- [Article]

Joseph Sand (b. 1982, Austin, MN) graduated from Austin High School in 2001. He trained as a sculptor at the University of Minnesota, receiving a B.F.A. with honors in 2006. During his undergraduate courses, he studied art for one year in Italy, followed by another year in England, after receiving a very competitive, college¬wide scholarship. While in England, he worked alongside many prolific potters, including Svend Bayer and Clive Bowen, which heavily influenced his direction as an artist, taking up functional pottery as a means of personal expression. He completed a three-year and a half year apprenticeship with Mark Hewitt in 2009 and now resides in Randleman, North Carolina. Joseph built a 40-foot anagama kiln and makes functional and sculptural ceramics full¬time. He fires his large, wood¬fired kiln three times a year, and the majority of his work is sold on his property during kiln opening sales. Joseph's work is also represented in several galleries across the United States. His functional work combines the styles of traditional, Southern alkaline glazeware and East Asian design, among others

Artist Statement

My ceramic work is created in the heart of North Carolina: Randolph County. In 2010, I built, brick by North Carolina brick, a 40-foot-long, 8-foot-wide kiln on my property outside of Randleman. This unique kiln not only allows me to wood-fire a large body of work, but to infuse my pottery quite literally with the spirit of the Piedmont Triad.
If you look closely at my work, you will see the red North Carolina clay I use to shape everything from coffee cups to large sculptural outdoor planters. I fire the kiln with pine slab offcuts from a local sawmill. Three times a year, I invite the community to kiln openings so they can see my work, talk with me, meet my wife Amanda and our two young sons, and take home a piece of authentic North Carolina pottery. The best part of my potter’s life is meeting my
customers face to face and witnessing their excitement and pleasure in viewing, holding and owning—or giving as gifts—my work.

- [Task objective] In the text about Joseph Sand, what fuel does he use to fire his kiln?

- [Raw data]
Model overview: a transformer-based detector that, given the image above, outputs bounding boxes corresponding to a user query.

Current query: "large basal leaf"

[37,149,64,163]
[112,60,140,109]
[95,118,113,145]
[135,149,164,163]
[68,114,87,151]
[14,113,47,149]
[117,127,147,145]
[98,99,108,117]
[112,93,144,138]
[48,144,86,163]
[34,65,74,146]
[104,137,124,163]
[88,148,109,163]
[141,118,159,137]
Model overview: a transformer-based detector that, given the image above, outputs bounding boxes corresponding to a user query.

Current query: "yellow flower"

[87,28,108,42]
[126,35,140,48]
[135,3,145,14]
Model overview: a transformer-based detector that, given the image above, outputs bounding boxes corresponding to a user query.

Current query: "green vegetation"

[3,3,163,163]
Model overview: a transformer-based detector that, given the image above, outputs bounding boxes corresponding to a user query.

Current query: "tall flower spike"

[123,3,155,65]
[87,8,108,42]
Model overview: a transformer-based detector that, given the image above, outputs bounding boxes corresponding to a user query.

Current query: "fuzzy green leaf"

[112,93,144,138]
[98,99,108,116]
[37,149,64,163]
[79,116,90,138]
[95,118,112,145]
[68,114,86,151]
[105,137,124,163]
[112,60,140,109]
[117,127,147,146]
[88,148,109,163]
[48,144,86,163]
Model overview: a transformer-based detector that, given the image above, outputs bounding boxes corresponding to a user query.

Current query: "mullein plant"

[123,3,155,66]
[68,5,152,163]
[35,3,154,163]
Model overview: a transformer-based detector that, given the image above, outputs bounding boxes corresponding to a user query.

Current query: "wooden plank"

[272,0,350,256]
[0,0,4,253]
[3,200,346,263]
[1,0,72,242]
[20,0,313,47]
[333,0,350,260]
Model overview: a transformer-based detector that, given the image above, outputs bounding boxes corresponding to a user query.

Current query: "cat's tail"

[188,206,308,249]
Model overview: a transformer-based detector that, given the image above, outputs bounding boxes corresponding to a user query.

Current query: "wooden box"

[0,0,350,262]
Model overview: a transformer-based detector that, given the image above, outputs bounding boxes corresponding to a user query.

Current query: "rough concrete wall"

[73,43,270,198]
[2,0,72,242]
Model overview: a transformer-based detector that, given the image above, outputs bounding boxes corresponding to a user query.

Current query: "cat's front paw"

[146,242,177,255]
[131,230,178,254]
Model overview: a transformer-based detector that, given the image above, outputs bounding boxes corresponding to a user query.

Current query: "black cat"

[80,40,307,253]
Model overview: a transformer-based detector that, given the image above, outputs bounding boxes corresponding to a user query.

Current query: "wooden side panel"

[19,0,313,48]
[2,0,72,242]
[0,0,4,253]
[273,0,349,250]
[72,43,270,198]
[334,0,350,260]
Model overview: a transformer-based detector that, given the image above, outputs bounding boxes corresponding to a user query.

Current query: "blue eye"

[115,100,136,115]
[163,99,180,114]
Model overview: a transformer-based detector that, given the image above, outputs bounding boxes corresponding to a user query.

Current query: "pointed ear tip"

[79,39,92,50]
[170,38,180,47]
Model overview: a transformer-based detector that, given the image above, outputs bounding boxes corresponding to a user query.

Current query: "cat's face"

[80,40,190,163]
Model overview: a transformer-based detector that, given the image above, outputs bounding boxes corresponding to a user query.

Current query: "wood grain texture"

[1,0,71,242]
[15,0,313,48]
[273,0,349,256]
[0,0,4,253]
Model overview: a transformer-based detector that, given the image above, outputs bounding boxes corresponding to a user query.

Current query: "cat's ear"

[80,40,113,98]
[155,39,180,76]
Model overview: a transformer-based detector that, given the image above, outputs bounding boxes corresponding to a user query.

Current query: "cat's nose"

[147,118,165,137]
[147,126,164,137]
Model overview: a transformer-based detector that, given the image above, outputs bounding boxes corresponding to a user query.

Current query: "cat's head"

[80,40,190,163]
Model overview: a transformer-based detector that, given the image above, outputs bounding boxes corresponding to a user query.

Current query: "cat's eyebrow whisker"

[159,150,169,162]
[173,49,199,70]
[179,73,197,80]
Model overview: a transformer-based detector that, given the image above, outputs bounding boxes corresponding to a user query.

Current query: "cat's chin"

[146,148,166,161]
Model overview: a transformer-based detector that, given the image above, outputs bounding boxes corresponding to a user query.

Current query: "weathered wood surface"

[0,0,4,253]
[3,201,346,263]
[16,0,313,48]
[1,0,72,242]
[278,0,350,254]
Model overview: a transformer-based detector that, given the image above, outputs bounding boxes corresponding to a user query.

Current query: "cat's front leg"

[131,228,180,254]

- [Task response] Pine slab offcuts from a local sawmill.